Data records
┌────────
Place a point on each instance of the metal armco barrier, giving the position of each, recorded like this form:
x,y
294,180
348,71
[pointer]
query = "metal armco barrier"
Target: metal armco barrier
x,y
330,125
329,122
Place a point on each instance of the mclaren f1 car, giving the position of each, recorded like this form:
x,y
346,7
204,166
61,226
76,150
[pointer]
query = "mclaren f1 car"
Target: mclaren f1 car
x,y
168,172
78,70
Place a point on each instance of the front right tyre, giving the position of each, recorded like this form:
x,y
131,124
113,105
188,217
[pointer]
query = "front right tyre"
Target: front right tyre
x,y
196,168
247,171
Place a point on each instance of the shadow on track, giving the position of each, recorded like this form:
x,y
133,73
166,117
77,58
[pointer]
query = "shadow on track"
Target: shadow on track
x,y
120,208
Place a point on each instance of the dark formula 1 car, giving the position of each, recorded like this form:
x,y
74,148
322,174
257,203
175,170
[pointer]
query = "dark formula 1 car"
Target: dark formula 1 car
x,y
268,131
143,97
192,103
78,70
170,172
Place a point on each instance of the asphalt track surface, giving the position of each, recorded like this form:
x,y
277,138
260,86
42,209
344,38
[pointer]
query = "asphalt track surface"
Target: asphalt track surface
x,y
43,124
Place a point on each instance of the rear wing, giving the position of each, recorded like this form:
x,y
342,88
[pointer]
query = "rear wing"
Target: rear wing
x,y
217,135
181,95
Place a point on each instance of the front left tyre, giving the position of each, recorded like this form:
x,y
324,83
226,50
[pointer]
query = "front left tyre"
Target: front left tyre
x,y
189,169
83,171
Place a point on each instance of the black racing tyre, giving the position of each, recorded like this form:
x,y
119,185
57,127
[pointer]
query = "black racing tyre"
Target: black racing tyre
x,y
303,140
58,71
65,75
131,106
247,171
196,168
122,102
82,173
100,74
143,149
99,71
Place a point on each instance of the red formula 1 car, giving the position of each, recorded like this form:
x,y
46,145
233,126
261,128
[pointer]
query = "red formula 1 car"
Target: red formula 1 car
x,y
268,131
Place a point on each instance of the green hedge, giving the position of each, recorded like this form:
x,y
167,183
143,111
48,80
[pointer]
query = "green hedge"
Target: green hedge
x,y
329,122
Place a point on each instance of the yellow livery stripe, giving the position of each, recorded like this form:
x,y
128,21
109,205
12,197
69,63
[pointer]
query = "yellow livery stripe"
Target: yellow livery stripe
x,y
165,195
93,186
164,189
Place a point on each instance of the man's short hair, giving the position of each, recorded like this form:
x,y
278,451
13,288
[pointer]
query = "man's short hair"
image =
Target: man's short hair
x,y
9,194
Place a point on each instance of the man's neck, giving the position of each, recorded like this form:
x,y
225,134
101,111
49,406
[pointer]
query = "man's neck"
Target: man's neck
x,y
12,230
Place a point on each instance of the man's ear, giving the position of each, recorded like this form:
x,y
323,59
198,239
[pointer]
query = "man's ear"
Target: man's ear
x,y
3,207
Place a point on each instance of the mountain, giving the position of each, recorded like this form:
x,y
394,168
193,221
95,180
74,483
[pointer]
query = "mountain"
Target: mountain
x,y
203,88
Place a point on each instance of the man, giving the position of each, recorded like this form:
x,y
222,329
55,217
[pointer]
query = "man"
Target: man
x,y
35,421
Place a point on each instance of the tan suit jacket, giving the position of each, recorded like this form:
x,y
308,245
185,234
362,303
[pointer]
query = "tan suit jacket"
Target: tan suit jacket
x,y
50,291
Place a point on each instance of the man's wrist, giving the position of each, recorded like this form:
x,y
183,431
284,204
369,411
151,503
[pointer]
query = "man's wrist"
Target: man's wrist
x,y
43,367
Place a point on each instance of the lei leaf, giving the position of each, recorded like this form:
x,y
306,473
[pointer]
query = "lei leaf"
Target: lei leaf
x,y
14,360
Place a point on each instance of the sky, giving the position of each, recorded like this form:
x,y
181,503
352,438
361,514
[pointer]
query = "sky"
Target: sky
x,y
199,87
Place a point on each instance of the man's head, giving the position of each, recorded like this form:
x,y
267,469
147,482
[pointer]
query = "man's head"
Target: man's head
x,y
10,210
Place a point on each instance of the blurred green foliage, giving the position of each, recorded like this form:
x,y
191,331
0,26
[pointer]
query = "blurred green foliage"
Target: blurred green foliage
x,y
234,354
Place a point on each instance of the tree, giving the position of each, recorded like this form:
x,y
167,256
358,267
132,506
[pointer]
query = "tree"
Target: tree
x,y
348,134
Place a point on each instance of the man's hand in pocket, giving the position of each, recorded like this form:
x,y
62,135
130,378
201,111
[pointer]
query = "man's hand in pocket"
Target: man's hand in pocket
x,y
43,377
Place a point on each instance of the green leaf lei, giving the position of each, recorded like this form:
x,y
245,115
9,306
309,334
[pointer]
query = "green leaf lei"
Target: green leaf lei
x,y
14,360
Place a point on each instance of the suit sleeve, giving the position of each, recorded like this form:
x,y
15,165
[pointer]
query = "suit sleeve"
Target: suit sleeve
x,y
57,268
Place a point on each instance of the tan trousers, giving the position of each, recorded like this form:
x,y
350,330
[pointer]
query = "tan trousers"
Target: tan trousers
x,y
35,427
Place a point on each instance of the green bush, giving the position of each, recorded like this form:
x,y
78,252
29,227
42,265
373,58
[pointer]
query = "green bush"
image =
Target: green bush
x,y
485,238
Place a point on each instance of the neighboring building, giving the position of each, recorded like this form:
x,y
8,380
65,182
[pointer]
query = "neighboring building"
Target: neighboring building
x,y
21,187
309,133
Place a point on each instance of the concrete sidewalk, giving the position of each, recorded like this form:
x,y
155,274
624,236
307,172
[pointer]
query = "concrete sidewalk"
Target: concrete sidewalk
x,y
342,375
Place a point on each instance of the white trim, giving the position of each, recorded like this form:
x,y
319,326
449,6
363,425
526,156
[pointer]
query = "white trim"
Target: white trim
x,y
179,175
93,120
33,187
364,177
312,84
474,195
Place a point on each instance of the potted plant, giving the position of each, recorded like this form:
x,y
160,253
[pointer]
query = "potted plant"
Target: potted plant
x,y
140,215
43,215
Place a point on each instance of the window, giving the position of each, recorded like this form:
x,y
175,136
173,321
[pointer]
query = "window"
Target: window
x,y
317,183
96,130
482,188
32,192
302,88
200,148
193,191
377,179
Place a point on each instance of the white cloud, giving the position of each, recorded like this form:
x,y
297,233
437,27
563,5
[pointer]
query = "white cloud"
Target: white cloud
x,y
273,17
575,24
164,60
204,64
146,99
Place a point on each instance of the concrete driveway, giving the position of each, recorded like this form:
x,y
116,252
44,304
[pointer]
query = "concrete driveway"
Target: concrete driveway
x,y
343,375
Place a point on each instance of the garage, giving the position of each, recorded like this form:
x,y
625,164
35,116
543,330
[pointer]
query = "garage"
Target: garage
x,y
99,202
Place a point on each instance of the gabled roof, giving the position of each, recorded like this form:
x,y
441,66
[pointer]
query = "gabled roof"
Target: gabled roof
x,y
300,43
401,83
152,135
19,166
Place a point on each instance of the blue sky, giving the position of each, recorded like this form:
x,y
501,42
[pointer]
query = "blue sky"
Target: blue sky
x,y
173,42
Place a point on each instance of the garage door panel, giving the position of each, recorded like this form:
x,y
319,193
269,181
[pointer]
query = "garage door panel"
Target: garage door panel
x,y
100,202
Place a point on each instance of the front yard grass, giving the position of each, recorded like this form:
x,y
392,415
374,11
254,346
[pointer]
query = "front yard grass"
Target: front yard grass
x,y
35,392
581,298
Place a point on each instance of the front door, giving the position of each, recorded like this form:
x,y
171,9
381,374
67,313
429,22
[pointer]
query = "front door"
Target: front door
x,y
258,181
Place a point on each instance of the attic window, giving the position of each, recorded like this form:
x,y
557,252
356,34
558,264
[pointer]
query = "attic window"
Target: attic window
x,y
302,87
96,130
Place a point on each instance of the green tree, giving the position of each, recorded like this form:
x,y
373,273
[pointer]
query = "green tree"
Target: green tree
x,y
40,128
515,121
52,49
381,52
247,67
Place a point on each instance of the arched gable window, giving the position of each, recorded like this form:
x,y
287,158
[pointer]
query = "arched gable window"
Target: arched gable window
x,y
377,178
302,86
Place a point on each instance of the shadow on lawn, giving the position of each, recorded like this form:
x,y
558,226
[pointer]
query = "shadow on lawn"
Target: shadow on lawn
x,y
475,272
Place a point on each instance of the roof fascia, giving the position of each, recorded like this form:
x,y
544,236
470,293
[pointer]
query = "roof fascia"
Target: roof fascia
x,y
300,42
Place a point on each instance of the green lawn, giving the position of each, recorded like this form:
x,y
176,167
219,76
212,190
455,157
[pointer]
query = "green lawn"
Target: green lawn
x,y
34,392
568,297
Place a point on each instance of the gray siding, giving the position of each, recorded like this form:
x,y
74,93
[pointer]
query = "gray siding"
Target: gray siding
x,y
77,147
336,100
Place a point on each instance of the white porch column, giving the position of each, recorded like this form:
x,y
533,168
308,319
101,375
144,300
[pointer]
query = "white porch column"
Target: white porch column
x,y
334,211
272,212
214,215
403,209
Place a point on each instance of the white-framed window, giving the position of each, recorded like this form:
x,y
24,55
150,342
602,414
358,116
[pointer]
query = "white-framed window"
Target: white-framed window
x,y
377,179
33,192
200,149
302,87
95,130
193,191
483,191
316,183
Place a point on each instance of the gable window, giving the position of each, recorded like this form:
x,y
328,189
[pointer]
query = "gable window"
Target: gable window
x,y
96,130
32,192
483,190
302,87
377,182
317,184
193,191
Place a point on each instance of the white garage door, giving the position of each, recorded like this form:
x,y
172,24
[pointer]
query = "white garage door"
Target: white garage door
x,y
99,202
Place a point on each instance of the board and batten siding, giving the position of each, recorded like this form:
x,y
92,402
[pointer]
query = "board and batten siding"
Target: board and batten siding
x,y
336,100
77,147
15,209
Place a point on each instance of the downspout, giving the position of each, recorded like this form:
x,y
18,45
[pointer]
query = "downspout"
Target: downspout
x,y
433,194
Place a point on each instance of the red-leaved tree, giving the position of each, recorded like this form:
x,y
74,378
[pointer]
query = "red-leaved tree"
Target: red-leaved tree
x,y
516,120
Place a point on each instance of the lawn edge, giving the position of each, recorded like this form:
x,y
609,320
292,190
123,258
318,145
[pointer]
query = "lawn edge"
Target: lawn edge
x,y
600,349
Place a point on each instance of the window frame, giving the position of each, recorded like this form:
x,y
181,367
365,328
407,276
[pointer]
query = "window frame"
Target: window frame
└────────
EXERCISE DESCRIPTION
Beginning at the line where "Place a point on each instance of the white garage" appears, extract each line through the end of the data above; keep them exact and include nothing else.

RESULT OF THE TASK
Place a point on each instance of the white garage door, giving the position of each, recorded like this form:
x,y
172,24
[pointer]
query = "white garage door"
Target: white garage door
x,y
99,202
Place a point on each instance of the board and batten siding, giving the position of each, recorded like this form:
x,y
92,402
[pointer]
query = "board and batten siding"
Target: board and batten siding
x,y
336,100
77,147
15,209
Place a point on each instance of the downspout, giving the position of each, recorded like this form:
x,y
18,45
[pointer]
query = "downspout"
Target: downspout
x,y
433,194
Place a point on each instance of the red-leaved tree, giving the position of each, recorded like this form:
x,y
74,378
[pointer]
query = "red-leaved tree"
Target: red-leaved tree
x,y
516,120
Place a point on each instance of the lawn edge, giving the position of each, recorded like this form:
x,y
609,320
292,190
123,258
318,145
[pointer]
query = "lawn edge"
Target: lawn edge
x,y
600,349
Place a point on each instance of the window frame, giving the position of each, recorded like this form:
x,y
181,367
365,328
407,276
[pointer]
query = "window frame"
Target: window frame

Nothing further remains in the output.